WHAT IS REQUIRED:
State how many lines of the listing below contain the string "query", treating uppercase and lowercase letters as distinct. Give only the number.
## START ITEMS
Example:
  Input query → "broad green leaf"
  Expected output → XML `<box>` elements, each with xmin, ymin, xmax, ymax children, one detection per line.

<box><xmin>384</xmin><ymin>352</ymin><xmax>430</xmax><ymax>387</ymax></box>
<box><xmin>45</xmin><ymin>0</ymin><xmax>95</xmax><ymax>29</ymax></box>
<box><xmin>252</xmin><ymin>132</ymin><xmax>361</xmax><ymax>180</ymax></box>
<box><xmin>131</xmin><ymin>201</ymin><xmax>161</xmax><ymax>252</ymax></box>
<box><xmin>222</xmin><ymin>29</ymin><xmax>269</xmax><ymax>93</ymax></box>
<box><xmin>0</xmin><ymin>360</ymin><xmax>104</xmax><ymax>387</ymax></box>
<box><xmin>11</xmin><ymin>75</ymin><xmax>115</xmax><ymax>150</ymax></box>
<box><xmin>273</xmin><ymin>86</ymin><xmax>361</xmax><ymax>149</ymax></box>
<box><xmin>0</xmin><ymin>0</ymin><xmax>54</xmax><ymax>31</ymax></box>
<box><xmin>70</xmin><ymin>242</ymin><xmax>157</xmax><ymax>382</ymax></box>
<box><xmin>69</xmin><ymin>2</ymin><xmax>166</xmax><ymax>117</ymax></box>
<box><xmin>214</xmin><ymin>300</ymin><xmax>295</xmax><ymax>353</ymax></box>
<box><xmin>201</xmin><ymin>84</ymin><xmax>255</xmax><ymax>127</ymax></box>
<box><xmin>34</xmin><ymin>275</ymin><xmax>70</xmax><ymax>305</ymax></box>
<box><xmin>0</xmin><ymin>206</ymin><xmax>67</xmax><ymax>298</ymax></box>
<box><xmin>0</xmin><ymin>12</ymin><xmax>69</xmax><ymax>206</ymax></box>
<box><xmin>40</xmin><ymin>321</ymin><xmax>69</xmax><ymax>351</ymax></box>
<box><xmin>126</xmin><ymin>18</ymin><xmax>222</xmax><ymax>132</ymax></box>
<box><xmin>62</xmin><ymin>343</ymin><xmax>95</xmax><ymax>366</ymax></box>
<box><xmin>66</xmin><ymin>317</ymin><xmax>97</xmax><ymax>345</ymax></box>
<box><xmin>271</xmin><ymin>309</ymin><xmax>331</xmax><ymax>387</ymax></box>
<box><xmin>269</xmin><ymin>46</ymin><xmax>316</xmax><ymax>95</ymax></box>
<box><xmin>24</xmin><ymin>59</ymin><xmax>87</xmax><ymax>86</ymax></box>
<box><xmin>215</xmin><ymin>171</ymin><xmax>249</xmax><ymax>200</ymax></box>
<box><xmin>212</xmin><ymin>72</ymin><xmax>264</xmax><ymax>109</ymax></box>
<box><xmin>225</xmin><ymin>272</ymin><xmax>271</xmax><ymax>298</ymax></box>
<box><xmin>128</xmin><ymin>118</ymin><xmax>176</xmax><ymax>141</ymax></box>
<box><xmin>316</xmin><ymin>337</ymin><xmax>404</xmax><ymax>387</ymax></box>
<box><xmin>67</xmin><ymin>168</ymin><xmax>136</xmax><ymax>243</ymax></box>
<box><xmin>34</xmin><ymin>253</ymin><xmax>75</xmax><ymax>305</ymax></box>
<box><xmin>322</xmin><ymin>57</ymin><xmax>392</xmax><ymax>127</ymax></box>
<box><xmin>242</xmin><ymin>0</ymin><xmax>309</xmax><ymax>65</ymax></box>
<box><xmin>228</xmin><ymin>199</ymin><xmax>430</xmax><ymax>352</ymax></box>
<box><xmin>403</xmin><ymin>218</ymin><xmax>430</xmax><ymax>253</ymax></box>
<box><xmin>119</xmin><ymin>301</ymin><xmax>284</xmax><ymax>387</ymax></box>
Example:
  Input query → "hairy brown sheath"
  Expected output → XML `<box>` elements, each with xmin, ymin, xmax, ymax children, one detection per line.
## END ITEMS
SOLUTION:
2